Collected data entries
·····
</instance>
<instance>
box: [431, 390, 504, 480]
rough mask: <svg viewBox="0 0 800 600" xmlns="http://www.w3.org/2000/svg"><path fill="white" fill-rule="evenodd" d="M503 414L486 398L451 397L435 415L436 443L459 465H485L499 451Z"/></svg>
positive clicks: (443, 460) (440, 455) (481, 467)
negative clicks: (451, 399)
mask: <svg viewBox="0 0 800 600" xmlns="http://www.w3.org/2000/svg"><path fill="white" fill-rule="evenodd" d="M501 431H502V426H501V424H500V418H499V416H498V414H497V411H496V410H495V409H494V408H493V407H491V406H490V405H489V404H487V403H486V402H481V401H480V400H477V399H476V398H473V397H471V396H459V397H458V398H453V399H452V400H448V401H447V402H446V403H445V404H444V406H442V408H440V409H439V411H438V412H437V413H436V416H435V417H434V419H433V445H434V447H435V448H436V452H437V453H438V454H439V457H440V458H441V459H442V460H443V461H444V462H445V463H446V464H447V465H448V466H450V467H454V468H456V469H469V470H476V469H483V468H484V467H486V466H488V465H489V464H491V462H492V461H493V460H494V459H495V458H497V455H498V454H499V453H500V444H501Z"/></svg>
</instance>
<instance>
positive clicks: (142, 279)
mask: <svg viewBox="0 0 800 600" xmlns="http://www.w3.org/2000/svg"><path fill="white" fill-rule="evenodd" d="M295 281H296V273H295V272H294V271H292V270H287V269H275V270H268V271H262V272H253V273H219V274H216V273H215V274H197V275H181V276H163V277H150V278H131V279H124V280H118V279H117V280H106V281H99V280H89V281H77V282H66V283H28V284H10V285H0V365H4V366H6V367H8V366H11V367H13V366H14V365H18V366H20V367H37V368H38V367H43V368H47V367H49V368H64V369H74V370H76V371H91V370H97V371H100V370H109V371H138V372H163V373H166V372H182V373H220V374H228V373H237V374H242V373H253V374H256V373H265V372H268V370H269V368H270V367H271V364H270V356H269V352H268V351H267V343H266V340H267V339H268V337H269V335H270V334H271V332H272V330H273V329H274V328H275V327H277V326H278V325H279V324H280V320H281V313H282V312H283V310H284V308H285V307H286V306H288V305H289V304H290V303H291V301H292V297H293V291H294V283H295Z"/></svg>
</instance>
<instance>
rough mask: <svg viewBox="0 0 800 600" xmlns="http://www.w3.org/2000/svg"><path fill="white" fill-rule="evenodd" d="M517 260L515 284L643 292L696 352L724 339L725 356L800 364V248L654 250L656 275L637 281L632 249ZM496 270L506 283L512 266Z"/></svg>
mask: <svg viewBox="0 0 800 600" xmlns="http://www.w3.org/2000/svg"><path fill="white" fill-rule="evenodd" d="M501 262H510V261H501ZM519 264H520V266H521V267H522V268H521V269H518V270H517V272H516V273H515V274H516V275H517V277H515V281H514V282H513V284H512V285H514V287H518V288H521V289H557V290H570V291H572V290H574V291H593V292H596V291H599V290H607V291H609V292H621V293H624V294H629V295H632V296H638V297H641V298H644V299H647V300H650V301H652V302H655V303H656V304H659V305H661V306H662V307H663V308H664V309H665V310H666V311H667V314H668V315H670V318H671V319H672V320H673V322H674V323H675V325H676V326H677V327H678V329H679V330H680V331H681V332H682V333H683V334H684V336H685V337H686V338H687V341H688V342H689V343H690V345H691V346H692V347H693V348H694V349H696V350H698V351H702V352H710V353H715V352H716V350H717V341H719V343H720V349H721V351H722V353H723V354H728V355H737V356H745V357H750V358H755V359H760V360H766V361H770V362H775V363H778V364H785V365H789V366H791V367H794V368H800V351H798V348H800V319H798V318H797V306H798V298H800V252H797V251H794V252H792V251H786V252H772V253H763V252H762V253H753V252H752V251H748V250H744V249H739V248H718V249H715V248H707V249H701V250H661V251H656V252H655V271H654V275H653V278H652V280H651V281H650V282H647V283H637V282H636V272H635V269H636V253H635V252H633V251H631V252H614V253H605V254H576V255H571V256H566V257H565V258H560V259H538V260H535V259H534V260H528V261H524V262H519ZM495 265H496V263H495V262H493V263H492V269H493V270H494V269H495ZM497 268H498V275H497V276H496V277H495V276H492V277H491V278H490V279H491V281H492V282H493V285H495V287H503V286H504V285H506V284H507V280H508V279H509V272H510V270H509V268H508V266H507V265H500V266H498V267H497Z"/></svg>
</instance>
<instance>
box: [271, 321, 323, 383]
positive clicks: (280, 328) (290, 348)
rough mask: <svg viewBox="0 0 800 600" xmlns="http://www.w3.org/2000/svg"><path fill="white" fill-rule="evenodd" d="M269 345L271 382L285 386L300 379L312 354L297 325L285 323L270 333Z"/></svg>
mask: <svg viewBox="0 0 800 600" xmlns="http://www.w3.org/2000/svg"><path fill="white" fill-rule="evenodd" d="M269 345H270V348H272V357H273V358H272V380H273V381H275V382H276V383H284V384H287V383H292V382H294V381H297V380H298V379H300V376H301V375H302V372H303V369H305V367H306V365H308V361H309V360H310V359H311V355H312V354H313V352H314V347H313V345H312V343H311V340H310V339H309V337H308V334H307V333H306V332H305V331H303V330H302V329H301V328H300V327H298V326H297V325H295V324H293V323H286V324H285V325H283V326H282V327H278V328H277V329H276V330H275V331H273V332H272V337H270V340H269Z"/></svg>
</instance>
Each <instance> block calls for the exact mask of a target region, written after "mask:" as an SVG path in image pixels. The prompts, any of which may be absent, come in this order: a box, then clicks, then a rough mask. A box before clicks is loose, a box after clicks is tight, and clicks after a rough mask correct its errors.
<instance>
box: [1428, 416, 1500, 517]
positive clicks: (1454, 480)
·····
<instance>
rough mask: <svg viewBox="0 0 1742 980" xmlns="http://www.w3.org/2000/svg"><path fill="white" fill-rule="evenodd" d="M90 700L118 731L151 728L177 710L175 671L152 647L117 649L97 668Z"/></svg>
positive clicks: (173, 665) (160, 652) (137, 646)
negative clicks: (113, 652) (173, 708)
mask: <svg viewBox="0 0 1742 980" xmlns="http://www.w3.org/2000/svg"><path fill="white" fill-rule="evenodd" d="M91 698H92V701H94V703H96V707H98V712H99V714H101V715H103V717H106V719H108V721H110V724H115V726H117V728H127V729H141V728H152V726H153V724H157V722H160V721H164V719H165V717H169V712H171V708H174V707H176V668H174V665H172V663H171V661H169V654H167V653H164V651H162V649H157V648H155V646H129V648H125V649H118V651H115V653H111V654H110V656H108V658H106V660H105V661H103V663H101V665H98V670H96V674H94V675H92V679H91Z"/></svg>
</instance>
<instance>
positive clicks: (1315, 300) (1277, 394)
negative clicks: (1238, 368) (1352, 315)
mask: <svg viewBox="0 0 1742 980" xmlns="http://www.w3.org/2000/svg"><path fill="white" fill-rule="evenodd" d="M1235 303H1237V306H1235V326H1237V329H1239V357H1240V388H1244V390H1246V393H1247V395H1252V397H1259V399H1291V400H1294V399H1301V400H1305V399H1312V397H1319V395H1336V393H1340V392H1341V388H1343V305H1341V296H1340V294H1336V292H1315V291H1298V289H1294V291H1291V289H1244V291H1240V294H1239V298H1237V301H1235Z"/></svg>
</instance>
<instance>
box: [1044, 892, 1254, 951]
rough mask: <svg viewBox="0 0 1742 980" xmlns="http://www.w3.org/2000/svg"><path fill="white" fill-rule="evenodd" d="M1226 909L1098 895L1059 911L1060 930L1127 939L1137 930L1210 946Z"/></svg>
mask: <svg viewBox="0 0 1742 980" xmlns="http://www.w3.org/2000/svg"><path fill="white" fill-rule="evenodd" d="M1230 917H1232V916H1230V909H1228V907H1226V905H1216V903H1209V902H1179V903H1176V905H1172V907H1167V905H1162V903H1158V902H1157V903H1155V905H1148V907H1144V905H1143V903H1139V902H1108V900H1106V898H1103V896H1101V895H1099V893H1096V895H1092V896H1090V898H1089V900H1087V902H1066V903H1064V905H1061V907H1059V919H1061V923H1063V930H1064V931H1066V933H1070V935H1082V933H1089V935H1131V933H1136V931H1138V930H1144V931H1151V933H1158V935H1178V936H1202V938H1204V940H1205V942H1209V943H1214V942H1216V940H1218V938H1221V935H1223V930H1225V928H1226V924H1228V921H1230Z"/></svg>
·····
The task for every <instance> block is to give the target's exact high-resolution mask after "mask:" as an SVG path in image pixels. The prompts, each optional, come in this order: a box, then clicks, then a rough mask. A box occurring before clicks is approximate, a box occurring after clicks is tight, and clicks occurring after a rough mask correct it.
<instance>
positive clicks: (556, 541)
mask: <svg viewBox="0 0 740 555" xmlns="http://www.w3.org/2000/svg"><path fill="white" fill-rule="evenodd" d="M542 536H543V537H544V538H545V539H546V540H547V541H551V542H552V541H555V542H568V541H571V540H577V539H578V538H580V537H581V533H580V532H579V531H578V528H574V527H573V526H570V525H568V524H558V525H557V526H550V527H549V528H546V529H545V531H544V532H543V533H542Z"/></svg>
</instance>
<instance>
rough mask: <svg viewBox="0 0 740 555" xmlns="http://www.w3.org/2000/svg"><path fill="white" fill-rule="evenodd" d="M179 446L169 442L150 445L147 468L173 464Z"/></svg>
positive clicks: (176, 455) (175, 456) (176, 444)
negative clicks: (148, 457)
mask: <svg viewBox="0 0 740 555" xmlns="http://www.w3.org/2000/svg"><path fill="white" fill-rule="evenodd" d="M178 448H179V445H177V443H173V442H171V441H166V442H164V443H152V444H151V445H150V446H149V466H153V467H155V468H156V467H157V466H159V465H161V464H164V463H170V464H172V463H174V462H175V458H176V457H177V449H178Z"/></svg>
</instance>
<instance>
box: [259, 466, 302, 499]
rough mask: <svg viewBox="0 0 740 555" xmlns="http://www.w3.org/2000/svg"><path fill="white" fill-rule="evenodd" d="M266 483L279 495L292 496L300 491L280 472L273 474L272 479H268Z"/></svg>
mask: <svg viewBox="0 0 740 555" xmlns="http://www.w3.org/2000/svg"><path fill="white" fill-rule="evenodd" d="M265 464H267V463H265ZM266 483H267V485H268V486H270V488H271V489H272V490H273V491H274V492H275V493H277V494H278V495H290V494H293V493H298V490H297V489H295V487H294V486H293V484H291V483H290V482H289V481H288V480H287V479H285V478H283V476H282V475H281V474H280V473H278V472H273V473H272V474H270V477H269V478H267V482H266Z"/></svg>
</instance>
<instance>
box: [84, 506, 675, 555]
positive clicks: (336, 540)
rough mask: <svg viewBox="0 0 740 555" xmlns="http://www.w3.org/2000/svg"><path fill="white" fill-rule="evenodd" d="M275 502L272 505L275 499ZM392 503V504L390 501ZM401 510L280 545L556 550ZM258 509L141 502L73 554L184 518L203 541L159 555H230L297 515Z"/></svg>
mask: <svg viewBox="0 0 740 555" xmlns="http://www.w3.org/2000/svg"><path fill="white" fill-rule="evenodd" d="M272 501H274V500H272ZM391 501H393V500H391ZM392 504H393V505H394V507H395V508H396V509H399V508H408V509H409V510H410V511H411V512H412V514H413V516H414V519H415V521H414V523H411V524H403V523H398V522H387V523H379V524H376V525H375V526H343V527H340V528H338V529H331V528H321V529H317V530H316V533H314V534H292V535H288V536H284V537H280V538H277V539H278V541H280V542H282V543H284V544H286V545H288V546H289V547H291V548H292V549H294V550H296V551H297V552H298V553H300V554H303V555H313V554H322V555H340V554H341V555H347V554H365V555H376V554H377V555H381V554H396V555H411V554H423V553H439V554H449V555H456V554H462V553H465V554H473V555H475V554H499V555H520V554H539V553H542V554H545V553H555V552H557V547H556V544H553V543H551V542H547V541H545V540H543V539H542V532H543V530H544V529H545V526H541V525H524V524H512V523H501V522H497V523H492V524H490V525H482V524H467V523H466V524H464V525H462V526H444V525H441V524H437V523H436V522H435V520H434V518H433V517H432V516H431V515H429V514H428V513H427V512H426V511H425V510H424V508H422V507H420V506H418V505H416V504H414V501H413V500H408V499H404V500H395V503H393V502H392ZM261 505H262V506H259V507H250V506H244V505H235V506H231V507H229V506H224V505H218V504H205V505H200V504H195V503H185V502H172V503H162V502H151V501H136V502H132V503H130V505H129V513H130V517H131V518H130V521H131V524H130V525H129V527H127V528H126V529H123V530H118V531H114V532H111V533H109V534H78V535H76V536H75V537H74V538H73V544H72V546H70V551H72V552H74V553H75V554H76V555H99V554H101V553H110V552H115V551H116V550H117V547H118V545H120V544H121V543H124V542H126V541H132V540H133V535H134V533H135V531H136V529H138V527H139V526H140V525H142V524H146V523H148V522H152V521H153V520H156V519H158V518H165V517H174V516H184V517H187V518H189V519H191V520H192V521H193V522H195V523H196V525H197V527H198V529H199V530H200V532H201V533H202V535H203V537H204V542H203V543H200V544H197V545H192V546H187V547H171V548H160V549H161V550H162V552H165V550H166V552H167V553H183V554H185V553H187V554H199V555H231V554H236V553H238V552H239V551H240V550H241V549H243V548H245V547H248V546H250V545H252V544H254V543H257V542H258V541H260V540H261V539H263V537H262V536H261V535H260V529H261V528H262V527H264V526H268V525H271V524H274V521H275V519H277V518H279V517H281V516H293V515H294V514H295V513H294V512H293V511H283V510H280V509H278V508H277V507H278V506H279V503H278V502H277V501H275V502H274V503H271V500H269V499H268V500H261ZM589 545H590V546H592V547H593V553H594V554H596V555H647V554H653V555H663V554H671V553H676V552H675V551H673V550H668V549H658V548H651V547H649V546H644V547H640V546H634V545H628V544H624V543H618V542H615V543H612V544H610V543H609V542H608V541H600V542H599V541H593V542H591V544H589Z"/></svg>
·····
**PROBLEM TO WORK ON**
Set down precisely the lines above between the line holding "414L486 398L451 397L435" and the line holding "positive clicks: (443, 460)", inclusive, and nothing beyond them.

**OUTPUT OF THE TASK**
rough mask: <svg viewBox="0 0 800 600" xmlns="http://www.w3.org/2000/svg"><path fill="white" fill-rule="evenodd" d="M503 414L486 398L451 397L435 415L436 443L459 465H485L499 451Z"/></svg>
positive clicks: (443, 460) (440, 455) (481, 467)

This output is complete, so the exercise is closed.